*Given instruction A*.
From the leg challenge journal thread, pull out word for word the passage that begins with the words containing "Unlike the others, I'm" and ends with "wanted to bail.....".

*Selected passage*.
# NT's leg challenge journal



## naturaltan (Jun 3, 2003)

Pulled a muscle in my back Thursday and rested for the weekend.  Went to the gym yesterday and aggravated it again - but a quiet day at work should calm it enough to start with legs tonight.  

Unlike the others, I'm not looking forward to doing this challenge.  I will be happy when I'm lounging around in a pool in Vegas 4 months from now with superior leg development than I have now.


----------



## nikegurl (Jun 3, 2003)

hope you're back's ok!  don't ever think i enjoy one minute of this leg routine.  i wish i did...but it's hard and i hate it.   

i just really NEED it.  my legs seriously lag.....

take it easy though so you don't hurt your back.  and by the way -visions of vegas poolside got me through the last set of squats when i wanted to bail.....


----------



## naturaltan (Jun 3, 2003)

My legs lag as well ... and Vegas is the only inspriation I have to get them kick started.  Should be an interesting night ... 

thanks for stopping in NG!  I shall report tomorrow on how it went.


----------



## butterfly (Jun 3, 2003)

Good Luck NT!  It doesn't hurt that bad


----------



## katie64 (Jun 3, 2003)

Good Luck NT


----------



## naturaltan (Jun 3, 2003)

June 3rd
*1&1/4 lying leg curls*
- 4 X 6 X 45lbs
* last couple reps were pretty sloppy

*back squat*
- 1 X 20 X 115lbs
- 4 X 20 X 135lbs
* feeling this out, could probably do 155lbs next time

*good mornings*
- 5 X 20 X 40lbs
* again, feeling this out, will try maybe 60lbs

*seated calf raises*
- 5 X 20 X 45lbs
* and these just hurt ... may add 5lbs


----------

[Stored entries]
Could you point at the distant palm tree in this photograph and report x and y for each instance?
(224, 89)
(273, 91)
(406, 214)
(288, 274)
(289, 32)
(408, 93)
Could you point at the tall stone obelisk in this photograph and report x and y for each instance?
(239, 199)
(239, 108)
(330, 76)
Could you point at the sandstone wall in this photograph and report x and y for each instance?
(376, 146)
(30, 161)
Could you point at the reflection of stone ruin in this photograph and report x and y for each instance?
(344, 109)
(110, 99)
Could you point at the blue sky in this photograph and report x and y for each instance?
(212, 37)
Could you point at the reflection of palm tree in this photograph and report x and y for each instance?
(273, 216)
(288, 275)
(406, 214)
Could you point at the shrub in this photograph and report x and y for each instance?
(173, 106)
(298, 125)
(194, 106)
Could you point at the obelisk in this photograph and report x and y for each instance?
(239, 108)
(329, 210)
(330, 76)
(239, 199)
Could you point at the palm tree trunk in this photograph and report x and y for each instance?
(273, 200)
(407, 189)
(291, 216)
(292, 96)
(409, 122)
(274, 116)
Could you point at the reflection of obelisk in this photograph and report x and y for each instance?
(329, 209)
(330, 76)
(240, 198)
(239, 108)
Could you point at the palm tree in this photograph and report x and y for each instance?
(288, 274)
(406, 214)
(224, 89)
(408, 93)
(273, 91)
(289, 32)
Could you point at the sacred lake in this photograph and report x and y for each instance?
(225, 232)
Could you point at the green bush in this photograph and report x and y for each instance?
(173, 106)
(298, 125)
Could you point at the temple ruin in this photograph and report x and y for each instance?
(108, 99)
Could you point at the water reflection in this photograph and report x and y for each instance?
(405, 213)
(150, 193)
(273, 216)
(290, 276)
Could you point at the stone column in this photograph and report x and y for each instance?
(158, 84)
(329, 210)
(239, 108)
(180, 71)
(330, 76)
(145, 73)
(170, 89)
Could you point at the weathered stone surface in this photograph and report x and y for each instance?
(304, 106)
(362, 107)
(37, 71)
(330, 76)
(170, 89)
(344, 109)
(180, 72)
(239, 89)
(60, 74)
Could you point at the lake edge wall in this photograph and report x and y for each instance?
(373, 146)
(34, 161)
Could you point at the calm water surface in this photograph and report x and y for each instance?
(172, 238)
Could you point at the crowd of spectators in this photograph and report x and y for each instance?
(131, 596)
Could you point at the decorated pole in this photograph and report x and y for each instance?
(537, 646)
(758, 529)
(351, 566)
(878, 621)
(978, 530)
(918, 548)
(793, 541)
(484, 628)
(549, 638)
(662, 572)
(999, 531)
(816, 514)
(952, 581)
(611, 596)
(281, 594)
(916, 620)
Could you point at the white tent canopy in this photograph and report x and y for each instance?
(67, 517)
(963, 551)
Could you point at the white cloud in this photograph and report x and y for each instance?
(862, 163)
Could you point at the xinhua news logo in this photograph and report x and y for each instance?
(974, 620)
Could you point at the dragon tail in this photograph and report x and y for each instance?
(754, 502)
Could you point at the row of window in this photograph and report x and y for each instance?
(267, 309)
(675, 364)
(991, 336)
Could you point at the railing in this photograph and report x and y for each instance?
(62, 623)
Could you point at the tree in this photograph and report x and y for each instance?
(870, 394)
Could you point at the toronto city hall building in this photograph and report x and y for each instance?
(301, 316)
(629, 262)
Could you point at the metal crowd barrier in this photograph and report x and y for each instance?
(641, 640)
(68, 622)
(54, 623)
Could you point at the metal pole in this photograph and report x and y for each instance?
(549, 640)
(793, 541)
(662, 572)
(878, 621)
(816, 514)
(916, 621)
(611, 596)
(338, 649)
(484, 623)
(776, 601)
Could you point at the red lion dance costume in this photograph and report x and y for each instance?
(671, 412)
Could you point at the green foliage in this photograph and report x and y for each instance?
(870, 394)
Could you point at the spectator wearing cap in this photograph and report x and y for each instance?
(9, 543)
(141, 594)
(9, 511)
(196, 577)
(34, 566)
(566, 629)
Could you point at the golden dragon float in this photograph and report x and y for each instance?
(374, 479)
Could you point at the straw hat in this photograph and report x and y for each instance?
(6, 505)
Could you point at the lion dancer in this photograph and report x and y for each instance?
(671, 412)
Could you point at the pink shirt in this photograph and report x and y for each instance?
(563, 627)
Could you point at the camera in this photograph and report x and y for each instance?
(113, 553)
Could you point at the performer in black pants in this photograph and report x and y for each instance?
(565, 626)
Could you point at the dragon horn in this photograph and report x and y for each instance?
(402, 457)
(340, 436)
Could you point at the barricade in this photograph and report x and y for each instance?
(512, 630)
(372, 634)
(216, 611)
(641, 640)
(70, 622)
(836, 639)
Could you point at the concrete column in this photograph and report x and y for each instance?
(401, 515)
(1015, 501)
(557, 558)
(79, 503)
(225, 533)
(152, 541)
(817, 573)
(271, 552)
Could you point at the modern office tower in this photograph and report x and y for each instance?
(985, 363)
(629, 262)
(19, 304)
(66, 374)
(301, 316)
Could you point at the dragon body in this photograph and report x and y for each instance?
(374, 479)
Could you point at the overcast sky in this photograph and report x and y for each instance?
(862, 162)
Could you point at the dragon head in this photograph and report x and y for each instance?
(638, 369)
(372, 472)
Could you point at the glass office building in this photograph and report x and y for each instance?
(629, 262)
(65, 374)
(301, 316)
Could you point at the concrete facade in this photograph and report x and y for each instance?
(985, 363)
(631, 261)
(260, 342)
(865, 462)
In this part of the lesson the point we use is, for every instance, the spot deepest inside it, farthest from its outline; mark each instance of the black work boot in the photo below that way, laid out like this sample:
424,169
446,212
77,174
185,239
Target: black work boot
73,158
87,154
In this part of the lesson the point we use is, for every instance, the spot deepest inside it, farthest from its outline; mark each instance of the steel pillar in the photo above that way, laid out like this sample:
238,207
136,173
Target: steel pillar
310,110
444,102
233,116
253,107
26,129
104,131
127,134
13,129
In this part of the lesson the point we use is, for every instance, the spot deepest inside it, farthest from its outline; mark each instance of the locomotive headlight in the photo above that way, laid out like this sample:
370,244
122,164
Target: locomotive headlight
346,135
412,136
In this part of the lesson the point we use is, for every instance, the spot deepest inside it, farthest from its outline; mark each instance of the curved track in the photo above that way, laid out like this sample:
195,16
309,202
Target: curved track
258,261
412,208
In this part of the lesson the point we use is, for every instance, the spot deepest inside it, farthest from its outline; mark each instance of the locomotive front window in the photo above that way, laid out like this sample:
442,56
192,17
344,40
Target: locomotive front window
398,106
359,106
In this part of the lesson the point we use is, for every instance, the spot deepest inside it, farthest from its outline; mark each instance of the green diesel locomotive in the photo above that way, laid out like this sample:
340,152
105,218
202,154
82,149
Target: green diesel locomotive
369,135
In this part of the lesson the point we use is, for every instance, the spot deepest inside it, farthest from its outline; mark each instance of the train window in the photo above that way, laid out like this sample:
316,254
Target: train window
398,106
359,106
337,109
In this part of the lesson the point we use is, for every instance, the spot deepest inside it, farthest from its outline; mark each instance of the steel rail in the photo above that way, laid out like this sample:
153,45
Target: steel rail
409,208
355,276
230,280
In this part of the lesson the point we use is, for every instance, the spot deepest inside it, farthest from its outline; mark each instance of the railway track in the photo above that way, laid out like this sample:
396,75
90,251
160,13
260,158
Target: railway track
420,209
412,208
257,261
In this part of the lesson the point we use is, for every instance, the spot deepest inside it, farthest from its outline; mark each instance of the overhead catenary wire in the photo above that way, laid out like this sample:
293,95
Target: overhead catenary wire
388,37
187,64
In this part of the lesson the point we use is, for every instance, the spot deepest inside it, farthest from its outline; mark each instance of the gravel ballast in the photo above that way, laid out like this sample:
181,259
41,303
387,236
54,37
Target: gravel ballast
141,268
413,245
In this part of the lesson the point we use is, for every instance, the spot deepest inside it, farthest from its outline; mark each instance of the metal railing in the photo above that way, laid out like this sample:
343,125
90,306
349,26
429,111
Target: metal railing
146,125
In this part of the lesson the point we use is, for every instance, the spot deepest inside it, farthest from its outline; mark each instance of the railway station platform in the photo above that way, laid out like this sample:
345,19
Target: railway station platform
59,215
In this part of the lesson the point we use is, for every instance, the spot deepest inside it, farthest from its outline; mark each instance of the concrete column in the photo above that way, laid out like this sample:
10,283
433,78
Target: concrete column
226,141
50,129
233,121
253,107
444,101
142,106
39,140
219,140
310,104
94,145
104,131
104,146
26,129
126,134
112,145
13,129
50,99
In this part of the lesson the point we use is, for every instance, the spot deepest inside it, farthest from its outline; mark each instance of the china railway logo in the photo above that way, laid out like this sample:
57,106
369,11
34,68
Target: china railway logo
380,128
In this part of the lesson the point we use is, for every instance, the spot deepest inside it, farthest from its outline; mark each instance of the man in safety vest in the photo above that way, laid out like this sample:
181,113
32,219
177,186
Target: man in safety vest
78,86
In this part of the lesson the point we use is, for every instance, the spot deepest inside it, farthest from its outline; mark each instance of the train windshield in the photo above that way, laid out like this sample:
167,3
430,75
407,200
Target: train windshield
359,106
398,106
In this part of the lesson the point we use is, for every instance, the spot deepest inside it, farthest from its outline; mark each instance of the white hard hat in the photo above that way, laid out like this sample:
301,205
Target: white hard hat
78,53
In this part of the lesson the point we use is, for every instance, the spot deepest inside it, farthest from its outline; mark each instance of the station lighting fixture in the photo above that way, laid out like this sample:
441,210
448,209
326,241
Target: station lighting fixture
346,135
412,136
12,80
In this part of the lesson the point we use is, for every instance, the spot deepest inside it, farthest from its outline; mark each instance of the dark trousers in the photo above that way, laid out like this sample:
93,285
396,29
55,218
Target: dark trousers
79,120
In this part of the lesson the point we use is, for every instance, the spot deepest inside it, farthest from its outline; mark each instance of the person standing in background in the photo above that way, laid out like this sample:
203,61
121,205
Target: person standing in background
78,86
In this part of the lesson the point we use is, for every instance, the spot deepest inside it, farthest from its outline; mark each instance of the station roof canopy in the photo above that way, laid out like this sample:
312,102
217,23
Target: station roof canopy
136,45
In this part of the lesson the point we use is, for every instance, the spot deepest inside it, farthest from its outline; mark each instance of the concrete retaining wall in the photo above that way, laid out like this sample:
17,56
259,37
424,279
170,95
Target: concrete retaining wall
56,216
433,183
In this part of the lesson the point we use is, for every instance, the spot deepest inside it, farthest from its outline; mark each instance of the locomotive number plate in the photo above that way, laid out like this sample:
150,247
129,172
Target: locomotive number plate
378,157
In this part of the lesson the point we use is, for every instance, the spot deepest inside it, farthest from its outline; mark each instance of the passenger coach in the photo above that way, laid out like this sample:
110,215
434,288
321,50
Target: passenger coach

*Given instruction B*.
How many lines of the records contain the string "vest", with case counting? Reply with the number only.

*Answer A*.
Unlike the others, I'm not looking forward to doing this challenge.  I will be happy when I'm lounging around in a pool in Vegas 4 months from now with superior leg development than I have now.


----------



## nikegurl (Jun 3, 2003)

hope you're back's ok!  don't ever think i enjoy one minute of this leg routine.  i wish i did...but it's hard and i hate it.   

i just really NEED it.  my legs seriously lag.....

take it easy though so you don't hurt your back.  and by the way -visions of vegas poolside got me through the last set of squats when i wanted to bail.....

*Answer B*.
2